__PROVIDED TEXT__:

[Start of Attachment]

True Experts in Private Practice are Always Busy!

Patients and their families who suffer from neuropathy and chronic pain see right through private practice owners who are NOT true experts.

One thing you can bank upon is that developing a private practice requires a considerable amount of energy. This fact has never been truer than it is right now.

receptionist with patientsInitially, some energy spent is ultimately worth more than others.

But there’s one form of energy that is always returning a huge investment.

And that is the investment in your self-development and the positioning of true expertise in your field. This includes the why, science, and how you do what you do behind-the-scenes.

This investment can only take place with dedicated learning time.

Take neuropathy and chronic pain for example:

Back in 2008 my good friend, Dr. Michael Beck, and I predicted that this field would become extraordinarily crowded. That prediction wasn’t rocket science; it’s a pretty simple principle.

And, as predicted, what has happened is that the true experts have indeed risen to the top.

The backlash from this is tremendous. Both patients and doctors had told me they feel like people they have frequently spoken to in this arena should be doing something else.

[End of Attachment]

__Saved entries__:
[Start of Attachment]

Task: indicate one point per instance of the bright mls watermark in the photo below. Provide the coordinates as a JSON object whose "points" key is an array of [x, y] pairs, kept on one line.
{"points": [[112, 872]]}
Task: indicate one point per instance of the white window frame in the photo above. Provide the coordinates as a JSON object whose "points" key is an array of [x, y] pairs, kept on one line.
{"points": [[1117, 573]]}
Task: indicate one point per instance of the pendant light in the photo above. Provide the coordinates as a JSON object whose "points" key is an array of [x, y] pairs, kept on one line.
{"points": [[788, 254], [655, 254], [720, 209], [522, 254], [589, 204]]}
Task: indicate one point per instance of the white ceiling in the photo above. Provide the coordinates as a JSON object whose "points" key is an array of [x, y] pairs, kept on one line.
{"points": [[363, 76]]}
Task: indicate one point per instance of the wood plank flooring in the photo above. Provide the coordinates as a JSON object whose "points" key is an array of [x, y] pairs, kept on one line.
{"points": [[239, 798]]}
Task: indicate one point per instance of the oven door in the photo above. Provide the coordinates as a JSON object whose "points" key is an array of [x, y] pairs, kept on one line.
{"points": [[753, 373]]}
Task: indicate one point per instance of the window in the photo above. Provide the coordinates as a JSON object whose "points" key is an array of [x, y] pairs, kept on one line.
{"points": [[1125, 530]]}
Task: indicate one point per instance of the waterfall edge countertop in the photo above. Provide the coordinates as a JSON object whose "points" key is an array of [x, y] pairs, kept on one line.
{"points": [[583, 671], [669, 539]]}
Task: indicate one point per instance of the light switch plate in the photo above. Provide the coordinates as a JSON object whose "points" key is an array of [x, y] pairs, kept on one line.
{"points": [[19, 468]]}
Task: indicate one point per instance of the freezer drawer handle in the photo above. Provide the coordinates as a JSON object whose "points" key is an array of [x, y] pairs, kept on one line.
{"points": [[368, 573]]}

[End of Attachment]

__ABOUT THIS EXERCISE__: Copy the whole text on true experts in private practice from above, word for word.

__ANSWER FOR THIS EXERCISE__:
True Experts in Private Practice are Always Busy!

Patients and their families who suffer from neuropathy and chronic pain see right through private practice owners who are NOT true experts.

One thing you can bank upon is that developing a private practice requires a considerable amount of energy. This fact has never been truer than it is right now.

receptionist with patientsInitially, some energy spent is ultimately worth more than others.

But there’s one form of energy that is always returning a huge investment.

And that is the investment in your self-development and the positioning of true expertise in your field. This includes the why, science, and how you do what you do behind-the-scenes.

This investment can only take place with dedicated learning time.

Take neuropathy and chronic pain for example:

Back in 2008 my good friend, Dr. Michael Beck, and I predicted that this field would become extraordinarily crowded. That prediction wasn’t rocket science; it’s a pretty simple principle.

And, as predicted, what has happened is that the true experts have indeed risen to the top.

The backlash from this is tremendous. Both patients and doctors had told me they feel like people they have frequently spoken to in this arena should be doing something else.